Brano del documento:
------------------------
Riccardo Inferno. Personaggio cult o semplicemente grandissimo sfigato? Genio o re dell’aurea mediocritas del punk statunitense? Meglio non rispondere a queste domande, che dopo 32 anni fanno ormai parte del personaggio e a modo loro ne alimentano la fama e la leggenda. E a noi piace così. Perché, insomma: non è che possiamo dimenticare, solo per il gusto di fare gli spocchiosi, che il signore qui presente ha suonato negli Heartbreakers di Johnny “Giovanni Genzale” Thunders, nei Neon Boys, nei mitologici Television e nei Voidoids (a lato, come condimento non necessario, aggiungiamo anche una carriera solista vagamente frastagliata e una militanza nei Dim Stars, all star band con personaggini del giro Sonic Youth e Don Fleming in organico).
Questo cd ha un po’ il sapore dell’autobiografia, come ammette lo stesso Richard Hell nel ricco libretto (che – come al solito – la Rhino munificamente include: grande etichetta, sotto questo punto di vista, e non solo); si parte dagli albori per giungere agli anni Novanta… peccato manchino registrazioni (eccetto una conclusiva Blank generation) consistenti di Mister Inferno coi Television.
------------------------
Estratto del dataset:
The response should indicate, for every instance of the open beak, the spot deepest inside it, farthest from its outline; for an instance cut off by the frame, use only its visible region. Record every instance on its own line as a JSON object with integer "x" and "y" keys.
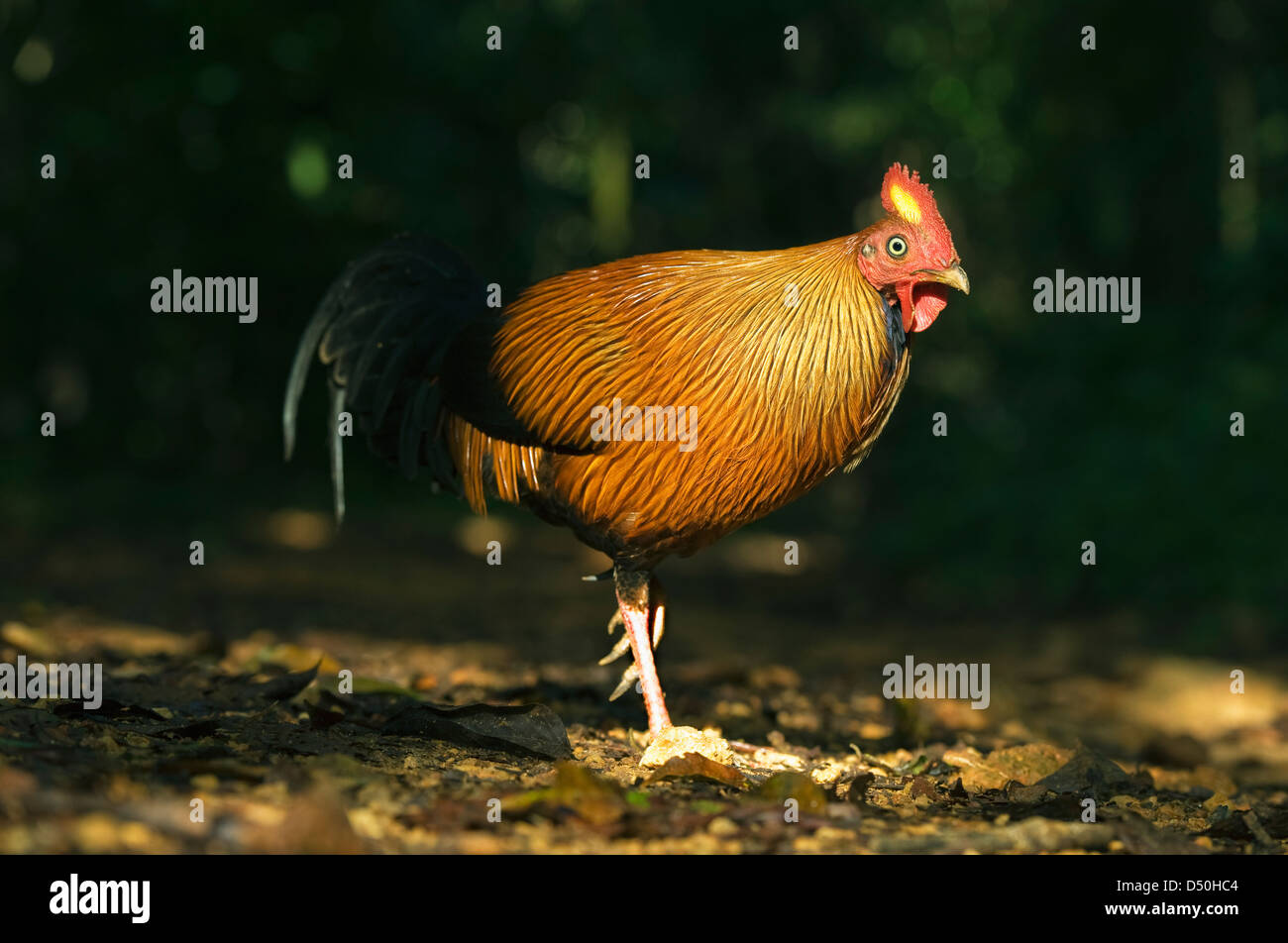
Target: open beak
{"x": 953, "y": 277}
------------------------
Consegna:
Come si legge il passo della recensione che comincia con le parole "Questo cd ha" e termina con "Inferno coi Television." se si sostituisce "libretto" con "opuscolo"? Rispondete basandovi soltanto sulla recensione.

Risposta:
Questo cd ha un po’ il sapore dell’autobiografia, come ammette lo stesso Richard Hell nel ricco opuscolo (che – come al solito – la Rhino munificamente include: grande etichetta, sotto questo punto di vista, e non solo); si parte dagli albori per giungere agli anni Novanta… peccato manchino registrazioni (eccetto una conclusiva Blank generation) consistenti di Mister Inferno coi Television.